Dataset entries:
>> Start

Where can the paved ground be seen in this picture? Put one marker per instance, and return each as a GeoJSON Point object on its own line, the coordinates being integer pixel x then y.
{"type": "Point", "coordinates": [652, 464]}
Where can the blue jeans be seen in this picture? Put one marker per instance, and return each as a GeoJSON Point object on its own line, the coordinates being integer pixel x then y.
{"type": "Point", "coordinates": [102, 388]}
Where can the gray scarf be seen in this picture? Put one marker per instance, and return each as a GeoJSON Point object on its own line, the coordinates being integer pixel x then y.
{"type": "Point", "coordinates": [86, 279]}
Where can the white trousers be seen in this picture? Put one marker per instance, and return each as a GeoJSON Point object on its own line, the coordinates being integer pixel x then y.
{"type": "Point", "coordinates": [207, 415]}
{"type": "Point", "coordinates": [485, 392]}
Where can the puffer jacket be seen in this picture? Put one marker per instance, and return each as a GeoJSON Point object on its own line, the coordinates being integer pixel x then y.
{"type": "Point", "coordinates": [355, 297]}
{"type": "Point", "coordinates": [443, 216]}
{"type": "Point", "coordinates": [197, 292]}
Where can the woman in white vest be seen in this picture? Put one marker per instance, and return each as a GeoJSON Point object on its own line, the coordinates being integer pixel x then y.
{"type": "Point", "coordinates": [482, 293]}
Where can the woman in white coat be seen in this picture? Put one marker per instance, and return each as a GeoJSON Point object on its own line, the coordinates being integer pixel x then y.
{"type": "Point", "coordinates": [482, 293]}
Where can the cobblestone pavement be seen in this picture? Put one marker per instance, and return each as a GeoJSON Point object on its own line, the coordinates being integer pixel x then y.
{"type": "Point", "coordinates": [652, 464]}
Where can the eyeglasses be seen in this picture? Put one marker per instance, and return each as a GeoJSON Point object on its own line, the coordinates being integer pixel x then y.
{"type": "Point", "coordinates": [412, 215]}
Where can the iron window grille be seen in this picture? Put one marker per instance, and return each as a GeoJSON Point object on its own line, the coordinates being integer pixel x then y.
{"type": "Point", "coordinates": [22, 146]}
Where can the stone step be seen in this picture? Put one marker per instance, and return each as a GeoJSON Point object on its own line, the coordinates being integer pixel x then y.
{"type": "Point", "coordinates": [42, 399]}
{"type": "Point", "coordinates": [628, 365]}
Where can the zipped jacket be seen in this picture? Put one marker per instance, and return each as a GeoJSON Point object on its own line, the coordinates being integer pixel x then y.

>> End

Produce an exact copy of the whole listing.

## Solution below
Where can the paved ground be seen in this picture? Put one marker per instance, and return each as a GeoJSON Point object on its own line, the coordinates being integer pixel x then y.
{"type": "Point", "coordinates": [652, 464]}
Where can the blue jeans be seen in this picture? Put one marker per instance, and return each as a GeoJSON Point object on its own line, the coordinates being integer pixel x then y.
{"type": "Point", "coordinates": [102, 388]}
Where can the gray scarf be seen in this picture? Put one marker per instance, and return each as a GeoJSON Point object on its own line, the coordinates being integer pixel x then y.
{"type": "Point", "coordinates": [86, 279]}
Where can the white trousers be seen in this picture? Put one marker per instance, and return each as a GeoJSON Point object on its own line, the coordinates being integer pixel x then y.
{"type": "Point", "coordinates": [207, 415]}
{"type": "Point", "coordinates": [485, 392]}
Where can the puffer jacket be seen in this picture? Put one marker per instance, and return each as a GeoJSON Point object on its own line, the coordinates being integer pixel x then y.
{"type": "Point", "coordinates": [355, 297]}
{"type": "Point", "coordinates": [443, 216]}
{"type": "Point", "coordinates": [197, 292]}
Where can the woman in white vest be seen in this picture? Put one marker per instance, and return each as a GeoJSON Point object on its own line, the coordinates being integer pixel x then y.
{"type": "Point", "coordinates": [482, 293]}
Where can the woman in white coat be seen in this picture? Put one marker per instance, and return each as a GeoJSON Point object on its own line, the coordinates being integer pixel x then y.
{"type": "Point", "coordinates": [482, 293]}
Where can the cobblestone pavement be seen in this picture? Put one marker per instance, and return each as a GeoJSON Point object on its own line, the coordinates being integer pixel x then y.
{"type": "Point", "coordinates": [652, 464]}
Where can the eyeglasses be seen in this picture? Put one marker per instance, and return each as a GeoJSON Point object on its own line, the coordinates being integer pixel x then y.
{"type": "Point", "coordinates": [412, 215]}
Where can the iron window grille be seen in this picture? Put one marker per instance, and return each as a GeoJSON Point object on its own line, the coordinates being integer pixel x then y.
{"type": "Point", "coordinates": [22, 146]}
Where can the stone step be seen in this picture? Put one marker per instance, and return each as a GeoJSON Point object on its own line, the coordinates being integer pixel x then y.
{"type": "Point", "coordinates": [42, 399]}
{"type": "Point", "coordinates": [628, 365]}
Where can the zipped jacket be seen in this picture? Put one marker per instance, and return each as a GeoJSON Point object on its own line, the coordinates being integer pixel x then y.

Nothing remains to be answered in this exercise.